Extracted records:
◆ ◆ ◆ ◆ ◆
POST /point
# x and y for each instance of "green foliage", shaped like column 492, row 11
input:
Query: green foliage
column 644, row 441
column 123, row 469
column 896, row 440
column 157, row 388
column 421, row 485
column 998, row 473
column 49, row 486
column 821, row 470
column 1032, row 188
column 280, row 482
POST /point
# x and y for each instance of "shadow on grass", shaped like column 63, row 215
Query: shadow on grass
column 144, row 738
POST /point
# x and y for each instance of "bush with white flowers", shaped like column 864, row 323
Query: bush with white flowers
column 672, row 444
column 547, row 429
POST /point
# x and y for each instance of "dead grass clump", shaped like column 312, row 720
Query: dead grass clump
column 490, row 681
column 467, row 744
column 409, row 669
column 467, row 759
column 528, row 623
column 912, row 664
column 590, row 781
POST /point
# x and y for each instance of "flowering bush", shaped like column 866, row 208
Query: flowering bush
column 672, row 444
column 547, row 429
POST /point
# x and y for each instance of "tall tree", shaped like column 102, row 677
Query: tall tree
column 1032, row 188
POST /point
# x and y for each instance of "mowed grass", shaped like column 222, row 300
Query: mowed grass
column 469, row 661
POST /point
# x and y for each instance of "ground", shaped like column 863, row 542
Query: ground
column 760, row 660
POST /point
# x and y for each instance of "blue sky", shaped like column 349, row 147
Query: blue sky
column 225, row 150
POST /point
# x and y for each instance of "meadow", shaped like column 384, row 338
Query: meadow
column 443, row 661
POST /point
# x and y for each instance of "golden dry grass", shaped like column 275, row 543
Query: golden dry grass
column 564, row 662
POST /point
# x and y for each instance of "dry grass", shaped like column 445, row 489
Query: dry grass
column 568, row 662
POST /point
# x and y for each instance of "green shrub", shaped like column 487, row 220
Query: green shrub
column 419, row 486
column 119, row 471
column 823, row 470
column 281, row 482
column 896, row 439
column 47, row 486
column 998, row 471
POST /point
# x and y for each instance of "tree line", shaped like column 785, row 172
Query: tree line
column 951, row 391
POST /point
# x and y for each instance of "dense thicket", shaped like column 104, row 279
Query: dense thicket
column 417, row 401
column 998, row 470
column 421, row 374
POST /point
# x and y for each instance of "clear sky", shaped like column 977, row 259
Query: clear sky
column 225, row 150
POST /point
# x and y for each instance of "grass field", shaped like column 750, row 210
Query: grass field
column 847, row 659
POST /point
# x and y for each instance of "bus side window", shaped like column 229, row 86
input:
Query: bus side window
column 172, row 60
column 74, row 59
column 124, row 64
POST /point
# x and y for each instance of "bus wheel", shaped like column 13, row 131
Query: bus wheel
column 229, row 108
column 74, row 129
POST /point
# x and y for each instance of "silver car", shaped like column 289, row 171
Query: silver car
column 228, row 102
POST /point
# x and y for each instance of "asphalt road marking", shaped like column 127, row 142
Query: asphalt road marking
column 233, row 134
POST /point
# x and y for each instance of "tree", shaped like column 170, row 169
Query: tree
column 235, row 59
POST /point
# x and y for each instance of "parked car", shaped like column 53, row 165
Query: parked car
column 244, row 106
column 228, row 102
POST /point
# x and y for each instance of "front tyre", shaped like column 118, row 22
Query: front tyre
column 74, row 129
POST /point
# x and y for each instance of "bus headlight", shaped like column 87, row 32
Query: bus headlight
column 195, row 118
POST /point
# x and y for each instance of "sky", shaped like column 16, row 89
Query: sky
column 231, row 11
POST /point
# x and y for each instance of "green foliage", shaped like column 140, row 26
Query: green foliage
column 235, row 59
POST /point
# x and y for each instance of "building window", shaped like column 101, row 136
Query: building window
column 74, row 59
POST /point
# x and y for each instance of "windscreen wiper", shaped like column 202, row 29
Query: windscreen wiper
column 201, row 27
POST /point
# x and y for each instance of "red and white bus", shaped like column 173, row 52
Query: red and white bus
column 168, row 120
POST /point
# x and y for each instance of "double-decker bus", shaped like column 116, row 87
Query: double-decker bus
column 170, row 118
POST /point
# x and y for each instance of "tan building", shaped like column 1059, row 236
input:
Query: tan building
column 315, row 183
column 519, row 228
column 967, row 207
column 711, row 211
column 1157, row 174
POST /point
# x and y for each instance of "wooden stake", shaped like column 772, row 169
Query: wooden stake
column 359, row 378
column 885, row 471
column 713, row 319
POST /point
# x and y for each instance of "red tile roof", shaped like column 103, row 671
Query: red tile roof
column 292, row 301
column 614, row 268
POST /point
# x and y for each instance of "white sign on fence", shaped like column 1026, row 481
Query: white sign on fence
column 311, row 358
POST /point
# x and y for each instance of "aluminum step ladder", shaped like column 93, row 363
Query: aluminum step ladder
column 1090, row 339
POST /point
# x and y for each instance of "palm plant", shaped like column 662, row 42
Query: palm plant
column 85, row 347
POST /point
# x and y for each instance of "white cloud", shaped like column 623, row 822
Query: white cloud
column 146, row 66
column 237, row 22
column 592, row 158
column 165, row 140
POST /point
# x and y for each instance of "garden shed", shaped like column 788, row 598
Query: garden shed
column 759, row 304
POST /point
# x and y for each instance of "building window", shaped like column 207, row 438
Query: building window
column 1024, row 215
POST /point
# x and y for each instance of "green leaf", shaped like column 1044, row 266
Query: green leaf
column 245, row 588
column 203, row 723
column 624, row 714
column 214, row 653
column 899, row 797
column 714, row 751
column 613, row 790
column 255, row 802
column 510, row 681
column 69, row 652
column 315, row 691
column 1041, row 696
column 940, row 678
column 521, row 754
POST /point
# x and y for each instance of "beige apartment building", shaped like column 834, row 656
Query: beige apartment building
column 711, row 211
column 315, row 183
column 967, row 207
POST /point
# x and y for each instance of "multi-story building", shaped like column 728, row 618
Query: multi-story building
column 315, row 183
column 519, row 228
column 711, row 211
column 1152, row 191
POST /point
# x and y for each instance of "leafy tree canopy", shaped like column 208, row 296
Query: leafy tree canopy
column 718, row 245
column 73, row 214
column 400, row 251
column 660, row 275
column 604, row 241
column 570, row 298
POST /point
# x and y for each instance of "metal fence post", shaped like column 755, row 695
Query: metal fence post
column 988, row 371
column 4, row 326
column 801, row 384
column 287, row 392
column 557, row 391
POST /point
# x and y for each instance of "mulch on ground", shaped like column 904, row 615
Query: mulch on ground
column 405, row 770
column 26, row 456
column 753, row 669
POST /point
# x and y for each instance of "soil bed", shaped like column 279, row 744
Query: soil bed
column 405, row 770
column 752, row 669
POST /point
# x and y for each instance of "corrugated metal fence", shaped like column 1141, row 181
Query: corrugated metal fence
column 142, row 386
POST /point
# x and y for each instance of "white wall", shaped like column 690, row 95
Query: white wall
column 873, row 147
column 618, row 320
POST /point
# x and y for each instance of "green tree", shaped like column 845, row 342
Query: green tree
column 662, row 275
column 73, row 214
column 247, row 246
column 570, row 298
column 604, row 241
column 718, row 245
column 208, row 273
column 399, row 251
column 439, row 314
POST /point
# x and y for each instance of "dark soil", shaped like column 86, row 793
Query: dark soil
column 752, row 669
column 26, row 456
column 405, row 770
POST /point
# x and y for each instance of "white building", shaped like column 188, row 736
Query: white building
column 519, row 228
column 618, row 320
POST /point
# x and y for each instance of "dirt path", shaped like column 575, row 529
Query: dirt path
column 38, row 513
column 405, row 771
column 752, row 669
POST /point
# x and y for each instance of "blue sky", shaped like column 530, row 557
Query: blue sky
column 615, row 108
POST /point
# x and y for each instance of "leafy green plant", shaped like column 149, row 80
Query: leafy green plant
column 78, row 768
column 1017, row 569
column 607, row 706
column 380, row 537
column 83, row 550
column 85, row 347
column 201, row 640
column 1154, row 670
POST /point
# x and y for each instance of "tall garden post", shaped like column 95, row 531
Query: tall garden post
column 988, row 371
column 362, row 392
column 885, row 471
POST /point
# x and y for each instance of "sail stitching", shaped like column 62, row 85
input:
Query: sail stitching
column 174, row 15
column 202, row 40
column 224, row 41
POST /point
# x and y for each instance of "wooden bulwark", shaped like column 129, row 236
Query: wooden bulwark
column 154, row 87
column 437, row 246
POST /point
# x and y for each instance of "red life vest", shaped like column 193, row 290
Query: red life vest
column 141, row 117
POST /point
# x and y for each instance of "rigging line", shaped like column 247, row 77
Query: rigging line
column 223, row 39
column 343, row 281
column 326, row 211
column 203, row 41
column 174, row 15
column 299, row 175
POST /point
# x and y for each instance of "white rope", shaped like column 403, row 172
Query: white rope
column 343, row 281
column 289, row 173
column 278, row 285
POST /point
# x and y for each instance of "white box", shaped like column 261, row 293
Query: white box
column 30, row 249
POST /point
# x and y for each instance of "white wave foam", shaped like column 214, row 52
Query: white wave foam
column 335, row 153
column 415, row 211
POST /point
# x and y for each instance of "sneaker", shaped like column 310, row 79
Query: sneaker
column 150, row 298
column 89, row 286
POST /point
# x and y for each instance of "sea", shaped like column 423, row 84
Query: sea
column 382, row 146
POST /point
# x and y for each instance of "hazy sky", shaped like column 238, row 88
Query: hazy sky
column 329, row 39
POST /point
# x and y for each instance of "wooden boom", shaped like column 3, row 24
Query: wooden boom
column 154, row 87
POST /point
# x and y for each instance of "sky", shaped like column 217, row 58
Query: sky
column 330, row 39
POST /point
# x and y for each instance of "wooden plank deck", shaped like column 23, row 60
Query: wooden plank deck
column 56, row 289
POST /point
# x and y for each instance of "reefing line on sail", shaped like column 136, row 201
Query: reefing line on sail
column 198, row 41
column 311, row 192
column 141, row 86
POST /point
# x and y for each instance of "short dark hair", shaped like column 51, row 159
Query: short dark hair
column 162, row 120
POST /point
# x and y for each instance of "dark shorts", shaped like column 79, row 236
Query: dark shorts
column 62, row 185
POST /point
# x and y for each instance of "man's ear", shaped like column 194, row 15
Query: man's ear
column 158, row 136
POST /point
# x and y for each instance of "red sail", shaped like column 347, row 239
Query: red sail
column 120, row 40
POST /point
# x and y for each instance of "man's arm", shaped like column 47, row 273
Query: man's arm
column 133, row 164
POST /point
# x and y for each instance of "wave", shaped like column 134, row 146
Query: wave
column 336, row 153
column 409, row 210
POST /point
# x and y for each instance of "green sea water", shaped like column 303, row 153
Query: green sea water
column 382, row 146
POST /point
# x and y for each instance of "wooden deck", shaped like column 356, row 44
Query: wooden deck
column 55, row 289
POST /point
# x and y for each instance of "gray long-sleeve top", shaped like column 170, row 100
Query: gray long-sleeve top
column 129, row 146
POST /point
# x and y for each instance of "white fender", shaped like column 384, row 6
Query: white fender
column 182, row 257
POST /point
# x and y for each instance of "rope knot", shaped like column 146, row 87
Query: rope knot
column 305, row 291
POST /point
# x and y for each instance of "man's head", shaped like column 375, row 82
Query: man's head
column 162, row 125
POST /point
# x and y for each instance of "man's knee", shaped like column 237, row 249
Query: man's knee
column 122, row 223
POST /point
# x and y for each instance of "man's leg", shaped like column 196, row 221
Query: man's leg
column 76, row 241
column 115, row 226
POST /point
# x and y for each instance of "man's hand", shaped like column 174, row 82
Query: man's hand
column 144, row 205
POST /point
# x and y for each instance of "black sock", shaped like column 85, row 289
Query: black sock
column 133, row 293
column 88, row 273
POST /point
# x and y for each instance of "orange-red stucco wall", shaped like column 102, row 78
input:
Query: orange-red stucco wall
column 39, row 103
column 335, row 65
◆ ◆ ◆ ◆ ◆
TO BE DONE
Convert the entries above, from the start of the entries through the line containing "column 590, row 781", into a Markdown table with the columns "No." and "Line", where each row holds a row number and one line and blank lines are omitted.

REPLY TO THE TASK
| No. | Line |
|---|---|
| 1 | POST /point |
| 2 | # x and y for each instance of "green foliage", shaped like column 492, row 11 |
| 3 | input: |
| 4 | Query: green foliage |
| 5 | column 644, row 441 |
| 6 | column 123, row 469 |
| 7 | column 896, row 440 |
| 8 | column 157, row 388 |
| 9 | column 421, row 485 |
| 10 | column 998, row 473 |
| 11 | column 49, row 486 |
| 12 | column 821, row 470 |
| 13 | column 1032, row 188 |
| 14 | column 280, row 482 |
| 15 | POST /point |
| 16 | # x and y for each instance of "shadow on grass", shaped like column 63, row 215 |
| 17 | Query: shadow on grass |
| 18 | column 144, row 738 |
| 19 | POST /point |
| 20 | # x and y for each instance of "bush with white flowers", shaped like column 864, row 323 |
| 21 | Query: bush with white flowers |
| 22 | column 672, row 444 |
| 23 | column 547, row 429 |
| 24 | POST /point |
| 25 | # x and y for each instance of "dead grass clump", shaped like column 312, row 720 |
| 26 | Query: dead grass clump |
| 27 | column 490, row 681 |
| 28 | column 467, row 744 |
| 29 | column 409, row 669 |
| 30 | column 467, row 759 |
| 31 | column 528, row 623 |
| 32 | column 912, row 664 |
| 33 | column 590, row 781 |